§ Data section:

▬▬▬▬▬▬▬▬▬▬

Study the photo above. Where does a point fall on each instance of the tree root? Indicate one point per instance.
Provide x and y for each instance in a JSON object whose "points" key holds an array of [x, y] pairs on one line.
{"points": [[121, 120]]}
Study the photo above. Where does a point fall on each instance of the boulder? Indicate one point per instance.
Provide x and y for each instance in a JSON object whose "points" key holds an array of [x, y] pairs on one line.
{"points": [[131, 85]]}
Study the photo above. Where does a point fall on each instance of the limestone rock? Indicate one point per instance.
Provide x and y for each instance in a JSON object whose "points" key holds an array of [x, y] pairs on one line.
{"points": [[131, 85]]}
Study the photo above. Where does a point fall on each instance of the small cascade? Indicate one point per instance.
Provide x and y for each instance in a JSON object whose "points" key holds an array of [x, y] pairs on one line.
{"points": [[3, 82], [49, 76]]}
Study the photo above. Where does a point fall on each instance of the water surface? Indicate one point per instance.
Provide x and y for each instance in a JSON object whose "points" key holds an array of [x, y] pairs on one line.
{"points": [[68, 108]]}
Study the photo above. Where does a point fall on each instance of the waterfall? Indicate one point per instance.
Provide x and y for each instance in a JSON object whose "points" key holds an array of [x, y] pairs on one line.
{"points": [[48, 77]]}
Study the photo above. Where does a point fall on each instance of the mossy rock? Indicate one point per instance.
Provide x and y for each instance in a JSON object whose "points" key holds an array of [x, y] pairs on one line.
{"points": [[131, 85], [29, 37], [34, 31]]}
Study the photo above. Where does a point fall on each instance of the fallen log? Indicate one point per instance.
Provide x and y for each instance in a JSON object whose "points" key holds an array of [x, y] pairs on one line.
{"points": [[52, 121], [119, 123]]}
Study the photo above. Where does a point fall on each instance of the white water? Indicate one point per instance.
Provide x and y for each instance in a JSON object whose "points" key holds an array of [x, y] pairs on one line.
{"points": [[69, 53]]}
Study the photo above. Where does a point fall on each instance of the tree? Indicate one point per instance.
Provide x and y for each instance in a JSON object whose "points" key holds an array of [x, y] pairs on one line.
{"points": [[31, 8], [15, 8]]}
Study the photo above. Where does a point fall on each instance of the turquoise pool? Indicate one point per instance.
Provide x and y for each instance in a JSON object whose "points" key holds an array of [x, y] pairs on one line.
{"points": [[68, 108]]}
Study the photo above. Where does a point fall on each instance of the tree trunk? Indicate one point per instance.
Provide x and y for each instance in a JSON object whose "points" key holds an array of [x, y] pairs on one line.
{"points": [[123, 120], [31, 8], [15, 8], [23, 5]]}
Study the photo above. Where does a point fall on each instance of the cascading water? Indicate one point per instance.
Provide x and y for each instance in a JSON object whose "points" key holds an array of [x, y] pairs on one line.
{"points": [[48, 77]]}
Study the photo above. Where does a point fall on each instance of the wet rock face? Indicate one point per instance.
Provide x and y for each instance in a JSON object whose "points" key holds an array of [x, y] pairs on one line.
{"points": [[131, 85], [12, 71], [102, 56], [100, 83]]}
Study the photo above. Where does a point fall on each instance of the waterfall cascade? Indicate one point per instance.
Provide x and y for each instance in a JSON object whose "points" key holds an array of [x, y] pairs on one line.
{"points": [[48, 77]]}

▬▬▬▬▬▬▬▬▬▬

§ Exercise prompt:
Reproduce every one of the records above verbatim, in the same order and with identical wording.

§ The answer:
Study the photo above. Where does a point fall on each instance of the tree root? Indicate one point per instance.
Provide x and y for each instance in a JSON object whose "points" key holds an array of [x, y] pairs on one line.
{"points": [[121, 120]]}
Study the photo above. Where does a point fall on each instance of the boulder? Indicate one point per instance.
Provide x and y for each instance in a JSON object whose "points" key holds an array of [x, y] pairs on one line.
{"points": [[131, 85]]}
Study the photo above. Where does a point fall on each instance of the limestone rock? Indicate one point per instance.
Provide x and y for each instance in a JSON object whose "points" key holds an array of [x, y] pairs on one line.
{"points": [[131, 85]]}
Study the photo above. Where does a point fall on each instance of the small cascade? Indicate one point per instance.
Provide x and y for each instance in a JSON object whose "points" key holds an array of [x, y] pairs on one line.
{"points": [[3, 82], [49, 76]]}
Study the photo above. Where does a point fall on each instance of the water surface? Indicate one point per instance.
Provide x and y for each instance in a JSON object whose "points" key holds an array of [x, y] pairs on one line.
{"points": [[68, 108]]}
Study the photo above. Where does a point fall on each instance of the waterfall? Indicate one point per instance.
Provide x and y for each instance in a JSON object whose "points" key holds an array of [x, y] pairs on one line.
{"points": [[48, 77]]}
Study the photo above. Where does a point fall on each instance of the mossy rock? Indicate one point per instance.
Provide x and y for each instance in a JSON object whose "points" key holds an array of [x, y] pairs on one line.
{"points": [[131, 85], [29, 37], [34, 31]]}
Study the photo above. Where does a point fall on each instance of the fallen log? Indicate one point per instance.
Provide x and y for each instance in a JSON object whose "points" key holds an array of [x, y] pairs on one line.
{"points": [[52, 121], [119, 123]]}
Study the photo above. Where does a point fall on each instance of the white water? Indicate one point per instance.
Provide x and y for each instance in a JSON object whose "points" key holds an array of [x, y] pairs on one line.
{"points": [[69, 53]]}
Study the photo above. Where does a point fall on each instance of the tree? Indicate one point per instance.
Provide x and y for each instance in a JSON object whose "points" key holds an array of [x, y] pairs on one line.
{"points": [[31, 8], [15, 8]]}
Study the photo above. Where does a point fall on each instance of the turquoise pool? Indicate one point per instance.
Provide x and y for each instance in a JSON object whose "points" key holds an array of [x, y] pairs on one line.
{"points": [[68, 108]]}
Study the photo above. Where does a point fall on each instance of the tree trunk? Indicate one point per instance.
Provide x and y for each instance in a JSON object whose "points" key holds an array of [x, y] pairs on one line.
{"points": [[123, 120], [31, 8], [15, 8], [23, 5]]}
Study the photo above. Where does a point fall on each instance of the cascading water? Indicate one point per instance.
Provide x and y for each instance in a JSON object whose "points" key holds an array of [x, y] pairs on one line.
{"points": [[48, 77]]}
Study the photo above. Where does a point fall on each instance of the wet rock face? Indicate one point per instance.
Provide x and y for each instance in a JSON object whose "points" key holds an array of [x, y] pairs on one line.
{"points": [[131, 85], [12, 71], [102, 56], [100, 83]]}
Study the photo above. Where does a point fall on each instance of the waterfall cascade? Indicate one point per instance.
Provide x and y for each instance in a JSON object whose "points" key holds an array of [x, y] pairs on one line.
{"points": [[48, 77]]}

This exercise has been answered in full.